> [EXTRACT TO READ]:

I know this game was very controversial, but this is my personal opinion and thoughts, not facts. Let me know your opinion if you want (as long as you’re kind and polite, please!). 
Long rant and spoilers under the cut!
Bad things
I have two main things to complain about in the game: the violence and its heavy emotional charge. Now, I don’t necessarily hate them because not only does it make sense that it’s a violent game taking place in a post-apocalyptic world where it’s kill or be killed, but it also goes along with the message of hate and revenge the game wants to tell. 
Still, the game gave me a lot of anxiety and I didn’t enjoy it as much as I could have for this reason. I averted my gaze a few times (when they break Yara’s arm being one of them) because it’s so brutal. I’m also a very sensitive person, so each time we played it was so tense and sad that I ended up exhausted. Every time a character died it was so harrowing... Abby’s Day 3 was so intense that I was a little overwhelmed, and Yara’s death was like the final straw and we had to take a break from the game. Characters also die so quickly, which is realistic, but it didn’t give you enough time to react before you were thrown into another scene or shootout. Between how frantic some scenes are and how brutal or tragic, I had to ask my brother to pause it a few times. The game really doesn’t give you a moment to breathe. That’s it, that’s my only complaint about the game. Now on to the good things.
Characters
First of all, and always my favorite thing about any story: the characters. Ellie is my all time favorite character, and even if I don’t agree with her choices and actions in this game, I can still empathize with her and love how complex and deep she is. She’s just human, and she is traumatized, so she does some questionable things.
Obviously, Troy Baker’s and Ashley Johnson’s performances are flawless, but Druckmann’s dialogues and writing is so... human. The characters interact like real people, they are spontaneous and natural, they have intimate moments of love, anger and a wide range of emotions. These characters fidget, frown, smile and have a myriad of human gestures (also improved with the amazing, mindblowing Naughty Dog graphics) that make them feel real. You can feel the emotion pour out of every gesture, every look, every expression.
I know Abby is also a controversial character but... I adore her. Of course we are meant to hate her at first, but the more time we spend with her, the more I grew fond of her even if I missed playing with Ellie. I couldn’t help but to admire Abby’s brute strength and bravery, even when she faces her fear of heights. When she tells her story, you understand her motivations as much as her actions hurt. Joel (like every character in this game and every person in that world) was not a good person, no matter how much we love him. Besides, at the end of the game it’s hard not to feel for Abby. She loses everyone as a direct result of her own revenge that she very much ends up regretting. When Ellie finds her at the end, it was hard to even tell that was Abby, I literally didn’t recognize her. So it was nice knowing that she found redemption and got her happy ending with Lev, her new family.

> [DATA SECTION]:
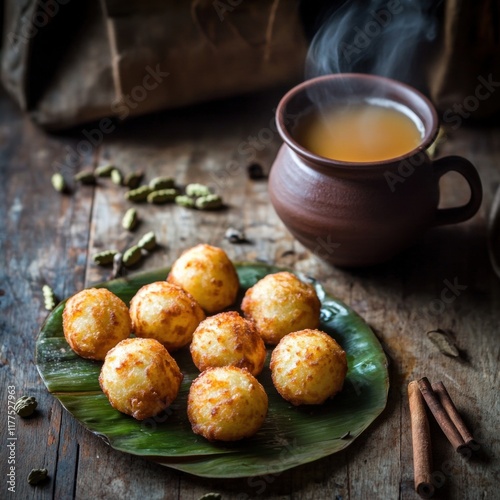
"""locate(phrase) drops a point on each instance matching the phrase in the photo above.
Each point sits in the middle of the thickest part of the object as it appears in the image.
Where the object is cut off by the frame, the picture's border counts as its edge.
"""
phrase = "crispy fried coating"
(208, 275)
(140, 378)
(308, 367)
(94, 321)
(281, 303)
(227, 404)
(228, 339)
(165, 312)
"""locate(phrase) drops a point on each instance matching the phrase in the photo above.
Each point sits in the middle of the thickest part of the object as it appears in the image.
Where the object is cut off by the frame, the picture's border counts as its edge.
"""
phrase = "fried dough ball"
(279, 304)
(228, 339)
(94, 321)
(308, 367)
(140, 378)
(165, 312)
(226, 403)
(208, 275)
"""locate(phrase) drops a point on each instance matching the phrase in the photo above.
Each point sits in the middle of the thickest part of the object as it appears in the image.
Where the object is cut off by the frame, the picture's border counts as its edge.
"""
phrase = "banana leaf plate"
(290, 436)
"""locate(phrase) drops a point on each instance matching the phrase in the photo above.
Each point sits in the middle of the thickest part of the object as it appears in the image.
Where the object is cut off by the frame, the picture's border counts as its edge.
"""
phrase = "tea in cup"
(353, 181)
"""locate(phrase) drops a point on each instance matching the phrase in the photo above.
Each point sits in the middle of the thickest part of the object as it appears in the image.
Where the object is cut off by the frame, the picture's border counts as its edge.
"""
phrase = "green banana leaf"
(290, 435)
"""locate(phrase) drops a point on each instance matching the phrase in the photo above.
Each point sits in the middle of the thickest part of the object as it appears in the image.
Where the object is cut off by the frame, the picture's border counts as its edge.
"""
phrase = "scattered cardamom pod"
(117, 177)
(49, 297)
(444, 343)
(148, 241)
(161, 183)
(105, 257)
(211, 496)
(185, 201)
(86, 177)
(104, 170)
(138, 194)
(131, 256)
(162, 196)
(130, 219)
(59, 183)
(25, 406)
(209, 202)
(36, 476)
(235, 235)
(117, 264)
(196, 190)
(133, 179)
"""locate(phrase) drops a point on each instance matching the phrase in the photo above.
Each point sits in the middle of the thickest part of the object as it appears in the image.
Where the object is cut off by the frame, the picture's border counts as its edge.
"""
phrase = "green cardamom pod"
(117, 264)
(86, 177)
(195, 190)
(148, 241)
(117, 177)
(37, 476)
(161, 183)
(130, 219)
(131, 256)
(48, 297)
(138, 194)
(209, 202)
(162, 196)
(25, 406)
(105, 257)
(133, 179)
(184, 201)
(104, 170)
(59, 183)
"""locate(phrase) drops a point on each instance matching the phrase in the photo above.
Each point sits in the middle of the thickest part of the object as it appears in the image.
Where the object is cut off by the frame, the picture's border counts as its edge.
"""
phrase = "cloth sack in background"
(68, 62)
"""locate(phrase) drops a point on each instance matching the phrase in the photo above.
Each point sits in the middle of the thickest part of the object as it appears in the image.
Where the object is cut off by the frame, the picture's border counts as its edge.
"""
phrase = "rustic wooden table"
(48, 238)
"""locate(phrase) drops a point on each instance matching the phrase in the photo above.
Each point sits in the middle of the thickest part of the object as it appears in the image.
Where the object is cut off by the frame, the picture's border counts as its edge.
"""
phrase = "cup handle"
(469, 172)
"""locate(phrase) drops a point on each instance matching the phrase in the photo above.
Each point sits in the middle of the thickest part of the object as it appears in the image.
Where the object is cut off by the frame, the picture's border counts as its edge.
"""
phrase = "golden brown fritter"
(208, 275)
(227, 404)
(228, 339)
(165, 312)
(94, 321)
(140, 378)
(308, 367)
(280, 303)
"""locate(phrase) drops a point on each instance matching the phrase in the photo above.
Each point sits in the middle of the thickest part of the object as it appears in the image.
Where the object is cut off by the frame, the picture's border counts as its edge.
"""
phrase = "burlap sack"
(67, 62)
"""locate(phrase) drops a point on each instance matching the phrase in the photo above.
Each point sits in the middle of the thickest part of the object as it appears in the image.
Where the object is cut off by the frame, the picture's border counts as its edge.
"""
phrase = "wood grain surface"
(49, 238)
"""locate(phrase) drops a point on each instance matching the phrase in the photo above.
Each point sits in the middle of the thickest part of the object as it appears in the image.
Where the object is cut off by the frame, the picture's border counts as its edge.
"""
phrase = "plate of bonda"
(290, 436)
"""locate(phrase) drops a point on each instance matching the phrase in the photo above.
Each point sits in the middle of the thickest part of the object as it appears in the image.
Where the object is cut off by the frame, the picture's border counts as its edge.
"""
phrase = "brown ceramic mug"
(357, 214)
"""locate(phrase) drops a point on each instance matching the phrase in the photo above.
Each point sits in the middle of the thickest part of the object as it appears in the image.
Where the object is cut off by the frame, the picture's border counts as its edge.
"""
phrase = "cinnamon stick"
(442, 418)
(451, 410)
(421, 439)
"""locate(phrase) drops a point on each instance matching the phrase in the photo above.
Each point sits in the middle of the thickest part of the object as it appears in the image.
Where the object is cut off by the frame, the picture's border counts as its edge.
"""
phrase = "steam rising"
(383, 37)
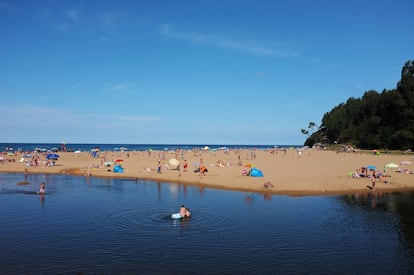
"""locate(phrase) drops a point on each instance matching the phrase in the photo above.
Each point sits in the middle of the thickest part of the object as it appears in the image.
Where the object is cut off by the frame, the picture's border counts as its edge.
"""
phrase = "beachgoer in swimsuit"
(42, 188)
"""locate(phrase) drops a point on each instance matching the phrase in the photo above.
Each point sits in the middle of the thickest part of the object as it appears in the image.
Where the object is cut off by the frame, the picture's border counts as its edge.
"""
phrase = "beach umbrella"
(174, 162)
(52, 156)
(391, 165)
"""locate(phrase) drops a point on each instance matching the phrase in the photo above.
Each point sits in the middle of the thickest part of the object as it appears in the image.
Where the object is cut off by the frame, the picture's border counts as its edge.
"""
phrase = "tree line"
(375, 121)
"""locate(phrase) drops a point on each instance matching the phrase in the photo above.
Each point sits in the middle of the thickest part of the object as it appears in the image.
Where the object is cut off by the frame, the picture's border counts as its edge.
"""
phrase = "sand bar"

> [INSTRUCTION]: In the game review, whose death led the writer to take a break from playing?

> [RESPONSE FOR THIS EXERCISE]: Yara's death.